Point placement records
==================================================
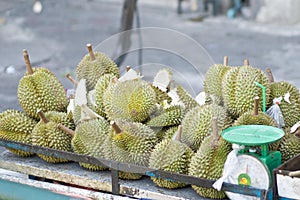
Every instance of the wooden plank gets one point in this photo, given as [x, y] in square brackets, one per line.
[73, 174]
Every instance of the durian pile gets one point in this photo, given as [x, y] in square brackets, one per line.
[157, 125]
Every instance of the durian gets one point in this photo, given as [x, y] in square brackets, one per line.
[93, 66]
[213, 81]
[161, 96]
[88, 139]
[40, 89]
[100, 88]
[47, 134]
[208, 163]
[130, 142]
[197, 123]
[171, 155]
[133, 100]
[255, 117]
[188, 101]
[239, 88]
[16, 126]
[170, 116]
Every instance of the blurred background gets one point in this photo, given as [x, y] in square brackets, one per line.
[55, 33]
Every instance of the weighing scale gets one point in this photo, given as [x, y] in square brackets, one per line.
[255, 162]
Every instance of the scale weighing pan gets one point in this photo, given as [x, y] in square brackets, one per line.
[252, 135]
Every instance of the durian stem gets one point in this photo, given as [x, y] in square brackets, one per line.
[179, 131]
[215, 131]
[72, 79]
[225, 61]
[115, 127]
[270, 75]
[90, 49]
[256, 99]
[66, 129]
[115, 80]
[246, 62]
[42, 116]
[27, 62]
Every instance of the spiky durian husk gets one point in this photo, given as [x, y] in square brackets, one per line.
[208, 163]
[16, 126]
[188, 101]
[197, 123]
[170, 116]
[88, 140]
[60, 117]
[165, 132]
[239, 89]
[92, 70]
[77, 115]
[41, 69]
[100, 88]
[161, 96]
[91, 100]
[133, 100]
[49, 136]
[133, 145]
[213, 82]
[41, 90]
[172, 156]
[290, 112]
[249, 118]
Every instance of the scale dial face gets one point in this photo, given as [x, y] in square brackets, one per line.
[248, 170]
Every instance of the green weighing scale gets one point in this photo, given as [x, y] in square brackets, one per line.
[255, 162]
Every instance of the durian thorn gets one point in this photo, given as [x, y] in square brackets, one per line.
[42, 116]
[270, 75]
[68, 76]
[215, 134]
[115, 127]
[246, 62]
[179, 132]
[256, 100]
[27, 62]
[225, 61]
[90, 49]
[66, 129]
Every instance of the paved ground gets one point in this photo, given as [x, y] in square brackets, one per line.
[56, 38]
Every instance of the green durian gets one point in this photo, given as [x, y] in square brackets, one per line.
==================================================
TASK DESCRIPTION -> Return every line of the material above without any changes, leaving out the pictures.

EXPECTED ANSWER ->
Every instance of the wooden plank gets one point in this photo, given as [x, y] in square brackets, one per line.
[73, 174]
Every instance of the durian pile gets one point in this photo, given as [x, y] in square brackets, one per line.
[157, 125]
Every instance of the durian gets one point in this photo, given as [x, y] in square brackets, one per line.
[93, 66]
[213, 81]
[161, 96]
[88, 139]
[40, 89]
[100, 88]
[47, 134]
[208, 163]
[130, 142]
[197, 123]
[171, 155]
[133, 100]
[255, 117]
[188, 101]
[239, 88]
[16, 126]
[170, 116]
Every instance of the blurred background gets one point in this photo, given as [x, y] in square brackets, one per line.
[55, 33]
Every instance of the weighing scale gets one point in this photo, given as [x, y] in square brackets, one per line.
[255, 162]
Every instance of the scale weighing pan gets one point in this photo, given as [x, y] in square brackets, one per line.
[252, 135]
Every instance of the durian stem gets one point in this photo, given as [x, y] in square brackets, one per line.
[179, 131]
[215, 131]
[72, 79]
[225, 61]
[115, 127]
[270, 75]
[90, 49]
[256, 99]
[66, 129]
[115, 80]
[246, 62]
[42, 116]
[27, 62]
Every instance of the spiky durian husk gets one point in this photo, given as [x, y] in square brackets, one per line.
[208, 163]
[16, 126]
[188, 101]
[197, 123]
[170, 116]
[88, 140]
[60, 117]
[165, 132]
[239, 89]
[92, 70]
[77, 115]
[41, 69]
[100, 88]
[161, 96]
[91, 100]
[133, 100]
[49, 136]
[133, 145]
[213, 82]
[41, 90]
[172, 156]
[290, 112]
[249, 118]
Every instance of the scale dial face gets one point in this photo, given as [x, y] in square brackets, one per line.
[248, 170]
Every instance of the green weighing scale gets one point in this photo, given as [x, y] in square brackets, one per line.
[255, 162]
Every instance of the durian thorn gets one point in this photo, given as [x, y] in square brackets, one per line.
[42, 116]
[270, 75]
[68, 76]
[215, 134]
[115, 127]
[246, 62]
[179, 132]
[256, 100]
[27, 62]
[225, 61]
[90, 49]
[66, 129]
Every instance of the paved ground gets one point in this photo, given as [x, y] in square brackets, one per line.
[56, 38]
Every instance of the green durian gets one point in this photo, given as [x, y] in square brackets, one per line.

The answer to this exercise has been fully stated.